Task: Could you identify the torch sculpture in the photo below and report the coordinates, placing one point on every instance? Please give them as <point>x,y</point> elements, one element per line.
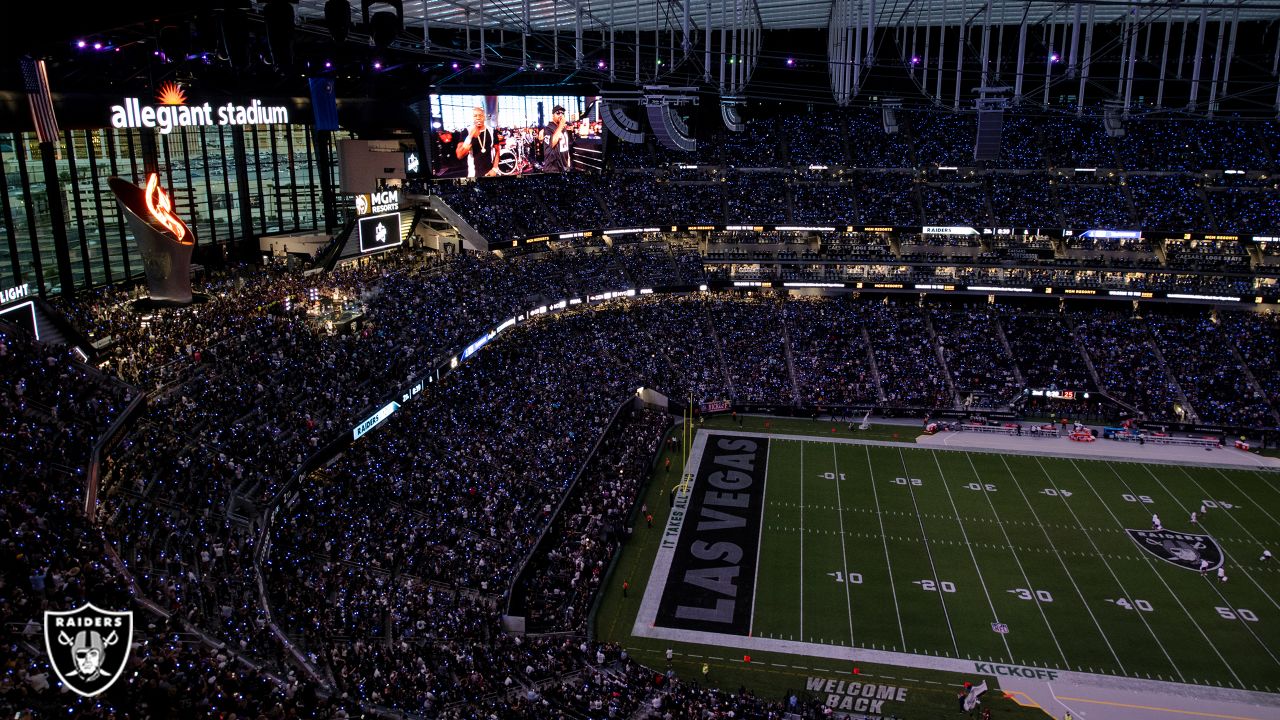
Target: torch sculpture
<point>164,241</point>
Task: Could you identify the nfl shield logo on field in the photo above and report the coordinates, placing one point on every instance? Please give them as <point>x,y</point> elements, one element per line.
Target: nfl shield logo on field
<point>88,647</point>
<point>1185,550</point>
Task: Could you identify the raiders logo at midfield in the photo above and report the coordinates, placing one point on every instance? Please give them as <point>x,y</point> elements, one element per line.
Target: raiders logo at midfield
<point>88,647</point>
<point>1184,550</point>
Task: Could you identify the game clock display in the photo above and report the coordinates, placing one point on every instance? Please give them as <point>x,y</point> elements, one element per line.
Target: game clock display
<point>379,232</point>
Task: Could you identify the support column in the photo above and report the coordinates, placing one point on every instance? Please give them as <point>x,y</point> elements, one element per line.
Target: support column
<point>871,35</point>
<point>924,60</point>
<point>1230,50</point>
<point>986,44</point>
<point>1133,60</point>
<point>1164,63</point>
<point>1217,65</point>
<point>638,49</point>
<point>686,44</point>
<point>1048,62</point>
<point>56,214</point>
<point>1196,62</point>
<point>942,50</point>
<point>248,238</point>
<point>707,39</point>
<point>1086,62</point>
<point>723,41</point>
<point>1000,54</point>
<point>964,12</point>
<point>577,35</point>
<point>858,48</point>
<point>1072,63</point>
<point>1275,58</point>
<point>1125,28</point>
<point>1022,57</point>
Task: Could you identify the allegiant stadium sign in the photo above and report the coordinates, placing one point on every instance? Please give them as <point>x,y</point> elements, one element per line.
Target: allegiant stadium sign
<point>133,114</point>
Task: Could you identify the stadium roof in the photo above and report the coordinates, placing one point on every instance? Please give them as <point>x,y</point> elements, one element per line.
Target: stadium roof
<point>791,14</point>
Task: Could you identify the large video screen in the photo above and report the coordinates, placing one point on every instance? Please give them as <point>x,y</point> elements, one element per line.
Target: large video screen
<point>476,136</point>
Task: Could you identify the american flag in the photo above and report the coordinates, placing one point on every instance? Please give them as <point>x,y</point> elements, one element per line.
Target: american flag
<point>35,81</point>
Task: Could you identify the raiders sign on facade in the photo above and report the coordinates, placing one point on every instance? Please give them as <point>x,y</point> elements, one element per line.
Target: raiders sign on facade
<point>1185,550</point>
<point>88,647</point>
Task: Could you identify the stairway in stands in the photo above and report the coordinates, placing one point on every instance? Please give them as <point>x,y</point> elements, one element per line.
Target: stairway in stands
<point>1171,376</point>
<point>791,364</point>
<point>942,360</point>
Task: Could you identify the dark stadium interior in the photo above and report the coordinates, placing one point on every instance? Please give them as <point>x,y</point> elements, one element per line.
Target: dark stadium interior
<point>330,484</point>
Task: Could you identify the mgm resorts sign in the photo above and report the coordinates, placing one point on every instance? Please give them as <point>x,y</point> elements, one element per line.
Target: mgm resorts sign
<point>173,113</point>
<point>380,201</point>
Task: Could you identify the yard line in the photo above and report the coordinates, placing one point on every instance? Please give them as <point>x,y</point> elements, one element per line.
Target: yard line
<point>1247,625</point>
<point>1256,504</point>
<point>888,565</point>
<point>928,552</point>
<point>844,556</point>
<point>759,540</point>
<point>972,556</point>
<point>1161,578</point>
<point>1228,513</point>
<point>1016,560</point>
<point>801,541</point>
<point>1060,561</point>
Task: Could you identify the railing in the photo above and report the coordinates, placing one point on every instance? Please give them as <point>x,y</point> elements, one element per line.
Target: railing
<point>517,601</point>
<point>104,441</point>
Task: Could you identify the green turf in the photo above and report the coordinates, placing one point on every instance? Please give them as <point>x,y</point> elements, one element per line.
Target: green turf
<point>987,543</point>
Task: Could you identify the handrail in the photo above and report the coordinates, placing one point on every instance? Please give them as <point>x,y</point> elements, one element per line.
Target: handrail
<point>520,575</point>
<point>94,472</point>
<point>328,258</point>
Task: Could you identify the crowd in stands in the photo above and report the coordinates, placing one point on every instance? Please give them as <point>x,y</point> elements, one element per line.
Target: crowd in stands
<point>831,354</point>
<point>979,365</point>
<point>387,566</point>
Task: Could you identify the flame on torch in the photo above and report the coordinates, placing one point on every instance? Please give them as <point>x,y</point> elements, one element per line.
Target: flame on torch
<point>161,208</point>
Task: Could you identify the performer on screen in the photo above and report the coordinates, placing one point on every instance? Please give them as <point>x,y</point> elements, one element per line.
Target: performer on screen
<point>480,147</point>
<point>556,137</point>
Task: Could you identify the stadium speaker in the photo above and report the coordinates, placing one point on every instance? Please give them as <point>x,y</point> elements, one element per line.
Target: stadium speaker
<point>888,119</point>
<point>732,121</point>
<point>233,28</point>
<point>622,127</point>
<point>385,26</point>
<point>337,18</point>
<point>279,31</point>
<point>1112,121</point>
<point>670,130</point>
<point>991,127</point>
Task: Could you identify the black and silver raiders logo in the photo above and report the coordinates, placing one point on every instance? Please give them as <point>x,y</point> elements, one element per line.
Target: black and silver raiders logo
<point>88,647</point>
<point>1185,550</point>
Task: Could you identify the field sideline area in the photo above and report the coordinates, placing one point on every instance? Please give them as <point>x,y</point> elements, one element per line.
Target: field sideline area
<point>1022,568</point>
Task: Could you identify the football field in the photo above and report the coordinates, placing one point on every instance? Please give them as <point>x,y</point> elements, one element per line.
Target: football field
<point>999,560</point>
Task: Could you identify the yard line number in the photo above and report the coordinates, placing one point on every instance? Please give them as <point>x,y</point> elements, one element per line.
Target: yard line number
<point>1138,604</point>
<point>1242,613</point>
<point>854,578</point>
<point>944,586</point>
<point>1025,593</point>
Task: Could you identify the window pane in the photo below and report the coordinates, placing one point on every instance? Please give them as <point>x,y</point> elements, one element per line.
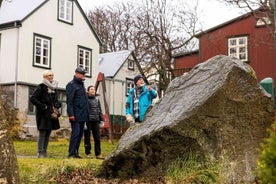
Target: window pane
<point>241,41</point>
<point>242,49</point>
<point>242,56</point>
<point>238,47</point>
<point>42,51</point>
<point>233,50</point>
<point>233,42</point>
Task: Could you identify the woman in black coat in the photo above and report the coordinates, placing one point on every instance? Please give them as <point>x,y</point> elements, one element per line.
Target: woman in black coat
<point>46,102</point>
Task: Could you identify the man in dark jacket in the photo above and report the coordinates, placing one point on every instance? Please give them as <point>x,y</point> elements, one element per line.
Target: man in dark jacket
<point>77,109</point>
<point>45,99</point>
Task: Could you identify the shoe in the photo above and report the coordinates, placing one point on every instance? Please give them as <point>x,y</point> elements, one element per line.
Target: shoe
<point>42,155</point>
<point>99,157</point>
<point>89,155</point>
<point>74,156</point>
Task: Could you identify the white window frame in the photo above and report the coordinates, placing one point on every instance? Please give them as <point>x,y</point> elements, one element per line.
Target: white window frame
<point>238,47</point>
<point>84,59</point>
<point>129,85</point>
<point>42,51</point>
<point>65,11</point>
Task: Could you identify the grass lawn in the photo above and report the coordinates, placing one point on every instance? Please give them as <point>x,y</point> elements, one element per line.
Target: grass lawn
<point>44,170</point>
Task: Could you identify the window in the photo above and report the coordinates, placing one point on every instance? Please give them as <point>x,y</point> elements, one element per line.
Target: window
<point>129,85</point>
<point>84,59</point>
<point>130,64</point>
<point>31,107</point>
<point>42,51</point>
<point>238,47</point>
<point>65,10</point>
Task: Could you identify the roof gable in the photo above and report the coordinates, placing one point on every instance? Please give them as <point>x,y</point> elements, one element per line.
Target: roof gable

> **YOUR TASK**
Copy out only the lines of the records from the one containing "Task: Could you identify the green" through the one containing "<point>328,258</point>", both included, and change "handrail" to "railing" while leaving everything else unchanged.

> **RESULT FOR THIS TASK**
Task: Could you identify the green turf in the photo above and report the coordinates, placing one point on every instance? Please give them as <point>x,y</point> elements, one element per line.
Target: green turf
<point>987,543</point>
Task: Could you identify the railing in the photo above and report the coordinates, placing one point on every instance? Please give them as <point>x,y</point> elements, one element per line.
Target: railing
<point>520,575</point>
<point>94,472</point>
<point>328,258</point>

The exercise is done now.